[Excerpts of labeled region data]
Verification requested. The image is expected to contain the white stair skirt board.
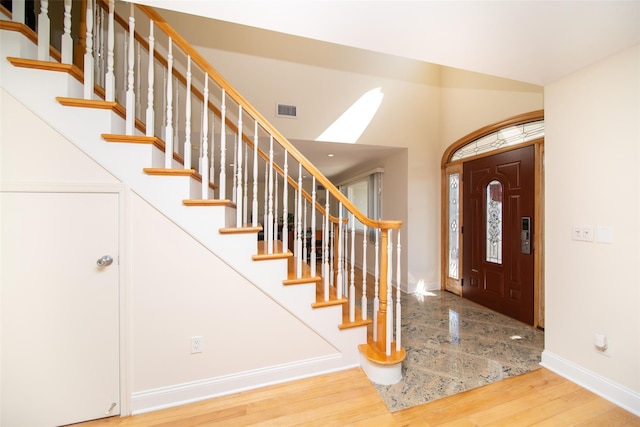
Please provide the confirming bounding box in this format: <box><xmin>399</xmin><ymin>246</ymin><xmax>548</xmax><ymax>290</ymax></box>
<box><xmin>540</xmin><ymin>350</ymin><xmax>640</xmax><ymax>417</ymax></box>
<box><xmin>360</xmin><ymin>354</ymin><xmax>402</xmax><ymax>385</ymax></box>
<box><xmin>131</xmin><ymin>354</ymin><xmax>358</xmax><ymax>415</ymax></box>
<box><xmin>0</xmin><ymin>31</ymin><xmax>376</xmax><ymax>411</ymax></box>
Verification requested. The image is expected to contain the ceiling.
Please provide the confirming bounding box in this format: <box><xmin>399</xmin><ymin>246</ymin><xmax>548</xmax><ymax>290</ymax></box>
<box><xmin>134</xmin><ymin>0</ymin><xmax>640</xmax><ymax>177</ymax></box>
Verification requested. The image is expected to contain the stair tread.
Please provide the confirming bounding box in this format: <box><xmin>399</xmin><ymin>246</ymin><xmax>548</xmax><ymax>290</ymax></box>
<box><xmin>219</xmin><ymin>225</ymin><xmax>262</xmax><ymax>234</ymax></box>
<box><xmin>56</xmin><ymin>96</ymin><xmax>118</xmax><ymax>110</ymax></box>
<box><xmin>143</xmin><ymin>168</ymin><xmax>196</xmax><ymax>176</ymax></box>
<box><xmin>100</xmin><ymin>133</ymin><xmax>164</xmax><ymax>146</ymax></box>
<box><xmin>182</xmin><ymin>199</ymin><xmax>236</xmax><ymax>207</ymax></box>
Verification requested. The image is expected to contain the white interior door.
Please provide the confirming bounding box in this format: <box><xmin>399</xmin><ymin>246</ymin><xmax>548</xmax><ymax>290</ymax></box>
<box><xmin>0</xmin><ymin>192</ymin><xmax>120</xmax><ymax>427</ymax></box>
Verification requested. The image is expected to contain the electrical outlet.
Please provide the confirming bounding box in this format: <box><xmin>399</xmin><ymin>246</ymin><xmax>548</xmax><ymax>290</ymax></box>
<box><xmin>191</xmin><ymin>337</ymin><xmax>202</xmax><ymax>354</ymax></box>
<box><xmin>582</xmin><ymin>225</ymin><xmax>593</xmax><ymax>242</ymax></box>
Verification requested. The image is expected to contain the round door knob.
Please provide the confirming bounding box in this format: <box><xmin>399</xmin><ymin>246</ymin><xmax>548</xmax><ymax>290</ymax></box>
<box><xmin>96</xmin><ymin>255</ymin><xmax>113</xmax><ymax>267</ymax></box>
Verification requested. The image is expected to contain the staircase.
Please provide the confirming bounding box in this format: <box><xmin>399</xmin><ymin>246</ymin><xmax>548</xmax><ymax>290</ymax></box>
<box><xmin>0</xmin><ymin>1</ymin><xmax>405</xmax><ymax>412</ymax></box>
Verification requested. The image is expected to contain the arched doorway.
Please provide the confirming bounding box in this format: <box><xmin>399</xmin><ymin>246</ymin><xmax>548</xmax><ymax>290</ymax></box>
<box><xmin>441</xmin><ymin>110</ymin><xmax>544</xmax><ymax>328</ymax></box>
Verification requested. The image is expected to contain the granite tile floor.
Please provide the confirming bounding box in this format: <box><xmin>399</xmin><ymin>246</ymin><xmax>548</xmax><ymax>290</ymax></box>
<box><xmin>375</xmin><ymin>291</ymin><xmax>544</xmax><ymax>412</ymax></box>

Short task -
Collect every line of the data above that contains the word "image", treating uppercase and lowercase letters as distinct.

Full answer -
Verification requested. The image is expected to contain the white stair skirt board.
Verification requested. The image is expected to contain the ceiling.
Verification requested. The image is expected to contain the stair tread.
Verification requested. The image is expected to contain the white interior door.
Verification requested. The image is expected to contain the electrical outlet.
Verification requested. The image is expected to contain the round door knob.
Verification requested. The image is expected to contain the staircase.
Verification requested. The image is expected to contain the arched doorway.
Verification requested. The image is expected to contain the granite tile floor.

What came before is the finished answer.